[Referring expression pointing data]
══════
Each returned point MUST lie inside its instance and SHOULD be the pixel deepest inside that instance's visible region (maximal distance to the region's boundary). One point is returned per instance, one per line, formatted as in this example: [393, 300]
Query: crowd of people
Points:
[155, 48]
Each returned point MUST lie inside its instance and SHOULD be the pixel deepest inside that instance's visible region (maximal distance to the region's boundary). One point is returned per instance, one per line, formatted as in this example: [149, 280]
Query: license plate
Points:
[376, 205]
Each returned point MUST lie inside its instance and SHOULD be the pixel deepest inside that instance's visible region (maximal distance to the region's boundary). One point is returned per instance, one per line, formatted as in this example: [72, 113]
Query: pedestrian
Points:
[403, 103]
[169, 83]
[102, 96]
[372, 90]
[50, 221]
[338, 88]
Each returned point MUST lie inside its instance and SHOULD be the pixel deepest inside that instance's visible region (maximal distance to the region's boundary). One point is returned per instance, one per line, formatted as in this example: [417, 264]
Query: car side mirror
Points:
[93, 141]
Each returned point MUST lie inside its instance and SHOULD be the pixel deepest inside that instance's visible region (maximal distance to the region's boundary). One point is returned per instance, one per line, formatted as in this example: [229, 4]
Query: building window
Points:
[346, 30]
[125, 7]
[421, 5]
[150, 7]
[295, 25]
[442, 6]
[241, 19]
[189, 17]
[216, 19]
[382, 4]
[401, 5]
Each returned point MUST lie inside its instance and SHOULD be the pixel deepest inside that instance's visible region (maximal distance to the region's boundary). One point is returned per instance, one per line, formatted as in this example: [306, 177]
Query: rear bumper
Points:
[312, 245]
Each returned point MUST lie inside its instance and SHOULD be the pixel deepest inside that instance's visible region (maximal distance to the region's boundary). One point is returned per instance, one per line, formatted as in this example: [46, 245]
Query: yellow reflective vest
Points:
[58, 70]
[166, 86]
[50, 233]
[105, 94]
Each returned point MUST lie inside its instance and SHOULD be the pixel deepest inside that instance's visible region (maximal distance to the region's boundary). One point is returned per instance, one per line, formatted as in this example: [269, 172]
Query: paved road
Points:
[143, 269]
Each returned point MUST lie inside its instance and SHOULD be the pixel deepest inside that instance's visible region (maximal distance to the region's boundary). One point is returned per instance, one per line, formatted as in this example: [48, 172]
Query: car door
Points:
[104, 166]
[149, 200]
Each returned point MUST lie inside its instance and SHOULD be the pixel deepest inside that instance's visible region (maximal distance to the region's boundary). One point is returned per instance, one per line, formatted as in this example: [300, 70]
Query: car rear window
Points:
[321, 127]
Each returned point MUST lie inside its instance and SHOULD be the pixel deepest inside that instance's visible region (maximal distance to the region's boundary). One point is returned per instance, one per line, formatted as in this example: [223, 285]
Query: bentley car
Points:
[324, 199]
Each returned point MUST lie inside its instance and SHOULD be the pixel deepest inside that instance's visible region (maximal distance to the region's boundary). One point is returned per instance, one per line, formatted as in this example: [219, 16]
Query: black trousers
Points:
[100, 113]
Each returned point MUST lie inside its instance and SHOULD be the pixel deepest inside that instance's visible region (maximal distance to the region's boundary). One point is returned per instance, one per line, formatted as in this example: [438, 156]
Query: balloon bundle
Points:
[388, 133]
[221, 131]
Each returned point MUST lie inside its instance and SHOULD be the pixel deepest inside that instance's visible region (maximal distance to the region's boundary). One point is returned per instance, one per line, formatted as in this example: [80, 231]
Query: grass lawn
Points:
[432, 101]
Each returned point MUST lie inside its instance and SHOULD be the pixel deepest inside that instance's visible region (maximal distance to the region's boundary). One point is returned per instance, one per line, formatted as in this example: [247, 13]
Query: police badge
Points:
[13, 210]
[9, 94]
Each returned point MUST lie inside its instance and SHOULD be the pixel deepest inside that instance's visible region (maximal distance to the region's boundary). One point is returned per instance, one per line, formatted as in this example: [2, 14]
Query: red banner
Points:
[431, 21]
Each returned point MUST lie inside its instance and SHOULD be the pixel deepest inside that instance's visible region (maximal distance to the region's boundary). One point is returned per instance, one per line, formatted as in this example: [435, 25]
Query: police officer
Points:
══════
**Task to complete**.
Search the lines above for the string "rear" and copy each line that has it.

**Your response**.
Query: rear bumper
Query: car rear window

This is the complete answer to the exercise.